• **DATA SHOWN**
——————
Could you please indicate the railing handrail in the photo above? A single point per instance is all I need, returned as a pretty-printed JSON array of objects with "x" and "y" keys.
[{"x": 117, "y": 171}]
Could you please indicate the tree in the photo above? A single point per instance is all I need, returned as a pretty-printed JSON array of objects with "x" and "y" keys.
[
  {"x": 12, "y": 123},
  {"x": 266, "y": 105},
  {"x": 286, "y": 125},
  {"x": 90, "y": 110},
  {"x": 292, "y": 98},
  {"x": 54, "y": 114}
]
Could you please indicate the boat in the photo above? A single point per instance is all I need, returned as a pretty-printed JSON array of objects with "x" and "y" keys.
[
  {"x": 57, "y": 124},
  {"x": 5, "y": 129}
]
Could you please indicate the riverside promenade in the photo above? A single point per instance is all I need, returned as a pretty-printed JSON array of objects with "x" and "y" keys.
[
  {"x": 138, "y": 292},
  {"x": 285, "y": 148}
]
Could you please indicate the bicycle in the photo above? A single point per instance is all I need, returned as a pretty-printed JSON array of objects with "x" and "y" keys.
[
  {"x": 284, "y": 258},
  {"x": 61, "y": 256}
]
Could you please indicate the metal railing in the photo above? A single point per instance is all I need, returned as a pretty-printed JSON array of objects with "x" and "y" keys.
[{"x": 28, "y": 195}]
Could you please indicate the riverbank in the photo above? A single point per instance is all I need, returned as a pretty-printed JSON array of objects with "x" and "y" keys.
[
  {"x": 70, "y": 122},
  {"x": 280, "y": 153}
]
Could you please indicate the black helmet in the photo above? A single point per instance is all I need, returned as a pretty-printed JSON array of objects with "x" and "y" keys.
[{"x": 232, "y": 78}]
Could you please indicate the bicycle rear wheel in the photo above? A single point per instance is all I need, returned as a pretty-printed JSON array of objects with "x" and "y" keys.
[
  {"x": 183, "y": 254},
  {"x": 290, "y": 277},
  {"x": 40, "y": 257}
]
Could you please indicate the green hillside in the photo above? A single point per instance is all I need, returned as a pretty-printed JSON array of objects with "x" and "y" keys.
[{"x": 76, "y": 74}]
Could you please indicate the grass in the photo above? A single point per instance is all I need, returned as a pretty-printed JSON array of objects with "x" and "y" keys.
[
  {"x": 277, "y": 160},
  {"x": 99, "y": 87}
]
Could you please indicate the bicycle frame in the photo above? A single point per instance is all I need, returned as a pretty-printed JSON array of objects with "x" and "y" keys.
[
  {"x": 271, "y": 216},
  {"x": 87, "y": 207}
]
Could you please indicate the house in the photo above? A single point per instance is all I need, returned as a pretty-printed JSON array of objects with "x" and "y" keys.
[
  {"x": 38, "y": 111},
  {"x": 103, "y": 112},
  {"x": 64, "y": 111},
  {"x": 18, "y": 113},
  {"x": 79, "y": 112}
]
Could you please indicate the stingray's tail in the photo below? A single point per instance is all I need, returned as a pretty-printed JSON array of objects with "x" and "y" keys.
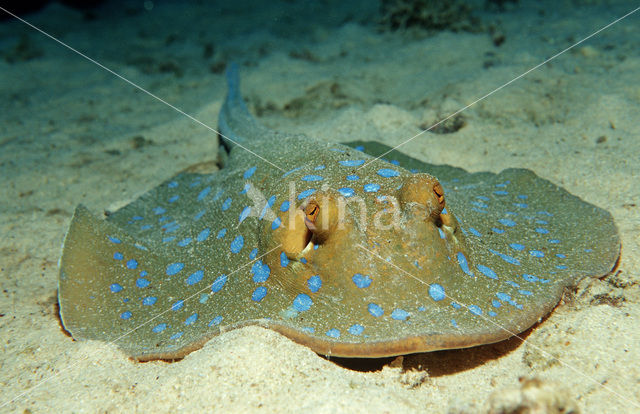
[{"x": 235, "y": 123}]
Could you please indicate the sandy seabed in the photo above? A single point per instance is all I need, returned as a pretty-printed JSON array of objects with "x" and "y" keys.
[{"x": 71, "y": 132}]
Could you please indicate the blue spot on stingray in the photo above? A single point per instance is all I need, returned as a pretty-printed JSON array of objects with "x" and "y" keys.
[
  {"x": 333, "y": 333},
  {"x": 215, "y": 321},
  {"x": 195, "y": 277},
  {"x": 361, "y": 281},
  {"x": 302, "y": 302},
  {"x": 436, "y": 292},
  {"x": 375, "y": 310},
  {"x": 371, "y": 188},
  {"x": 261, "y": 272},
  {"x": 191, "y": 319},
  {"x": 507, "y": 222},
  {"x": 388, "y": 172},
  {"x": 149, "y": 300},
  {"x": 314, "y": 283},
  {"x": 159, "y": 327},
  {"x": 475, "y": 310},
  {"x": 203, "y": 194},
  {"x": 249, "y": 173},
  {"x": 184, "y": 242},
  {"x": 174, "y": 268},
  {"x": 236, "y": 244},
  {"x": 351, "y": 163},
  {"x": 245, "y": 213},
  {"x": 259, "y": 294},
  {"x": 506, "y": 258},
  {"x": 219, "y": 283},
  {"x": 487, "y": 271},
  {"x": 346, "y": 191},
  {"x": 462, "y": 261},
  {"x": 284, "y": 260},
  {"x": 306, "y": 193},
  {"x": 399, "y": 314}
]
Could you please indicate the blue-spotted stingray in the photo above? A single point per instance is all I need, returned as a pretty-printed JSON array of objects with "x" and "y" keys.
[{"x": 347, "y": 254}]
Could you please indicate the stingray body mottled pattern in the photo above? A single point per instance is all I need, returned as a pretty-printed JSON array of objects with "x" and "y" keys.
[{"x": 402, "y": 270}]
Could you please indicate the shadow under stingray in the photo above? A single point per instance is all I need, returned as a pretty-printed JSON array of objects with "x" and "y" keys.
[{"x": 439, "y": 363}]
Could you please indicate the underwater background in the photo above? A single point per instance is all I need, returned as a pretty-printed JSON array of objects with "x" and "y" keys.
[{"x": 74, "y": 129}]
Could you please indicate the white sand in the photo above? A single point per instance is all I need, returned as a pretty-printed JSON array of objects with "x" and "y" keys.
[{"x": 59, "y": 115}]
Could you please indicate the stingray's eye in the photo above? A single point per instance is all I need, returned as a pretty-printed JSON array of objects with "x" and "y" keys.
[
  {"x": 322, "y": 215},
  {"x": 311, "y": 214},
  {"x": 422, "y": 191},
  {"x": 439, "y": 192}
]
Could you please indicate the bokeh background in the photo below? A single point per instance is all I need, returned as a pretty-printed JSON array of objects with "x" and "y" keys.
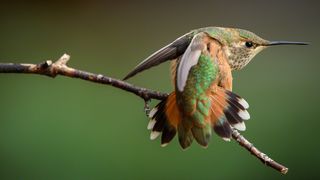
[{"x": 66, "y": 128}]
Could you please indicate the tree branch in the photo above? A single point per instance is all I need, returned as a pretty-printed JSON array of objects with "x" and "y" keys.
[{"x": 52, "y": 69}]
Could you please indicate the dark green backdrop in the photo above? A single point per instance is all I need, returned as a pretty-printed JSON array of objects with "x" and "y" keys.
[{"x": 66, "y": 128}]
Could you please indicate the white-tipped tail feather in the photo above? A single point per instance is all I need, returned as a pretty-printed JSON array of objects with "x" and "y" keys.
[
  {"x": 240, "y": 126},
  {"x": 244, "y": 114},
  {"x": 226, "y": 139},
  {"x": 151, "y": 124},
  {"x": 244, "y": 103},
  {"x": 164, "y": 144}
]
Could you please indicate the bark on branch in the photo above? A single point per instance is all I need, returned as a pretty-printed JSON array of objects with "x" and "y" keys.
[{"x": 59, "y": 67}]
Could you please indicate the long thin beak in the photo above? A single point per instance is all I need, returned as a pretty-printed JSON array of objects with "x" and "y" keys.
[{"x": 274, "y": 43}]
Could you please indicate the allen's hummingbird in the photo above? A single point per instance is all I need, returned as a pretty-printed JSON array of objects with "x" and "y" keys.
[{"x": 202, "y": 61}]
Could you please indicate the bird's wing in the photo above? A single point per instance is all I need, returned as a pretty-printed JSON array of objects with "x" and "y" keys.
[{"x": 169, "y": 52}]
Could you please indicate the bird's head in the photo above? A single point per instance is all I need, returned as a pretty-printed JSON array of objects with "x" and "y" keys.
[{"x": 240, "y": 46}]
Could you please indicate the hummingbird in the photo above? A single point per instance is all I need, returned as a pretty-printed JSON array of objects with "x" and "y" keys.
[{"x": 202, "y": 101}]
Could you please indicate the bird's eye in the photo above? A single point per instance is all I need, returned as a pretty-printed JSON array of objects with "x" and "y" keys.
[{"x": 249, "y": 44}]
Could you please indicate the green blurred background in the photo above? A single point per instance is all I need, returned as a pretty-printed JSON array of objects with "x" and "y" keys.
[{"x": 66, "y": 128}]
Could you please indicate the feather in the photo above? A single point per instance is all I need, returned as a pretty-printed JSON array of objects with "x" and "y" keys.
[{"x": 169, "y": 52}]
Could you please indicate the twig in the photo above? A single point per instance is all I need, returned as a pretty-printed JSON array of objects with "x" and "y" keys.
[
  {"x": 257, "y": 153},
  {"x": 60, "y": 67}
]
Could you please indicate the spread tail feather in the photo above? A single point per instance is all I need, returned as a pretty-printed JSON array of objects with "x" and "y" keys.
——————
Would you quote, exactly and only, the lines from the one containing "Could you please indicate the feather" to the end of the entries?

Could you please indicate the feather in the photo above? A single point per instance is all I need, returned as a pretty-printed JSON array of objects with "x" and "y" keys.
[{"x": 169, "y": 52}]
Could you please indicate the twig in the photo above? A single point per instance is all I need, returned as a pretty-printed JSON array of objects with "x" and "y" keys.
[
  {"x": 257, "y": 153},
  {"x": 60, "y": 67}
]
Could you please indicate the spread tail feather in the photo above? A single point per instance is all I need, returned as a pretty-printed JSON array of objects with "x" and "y" keys.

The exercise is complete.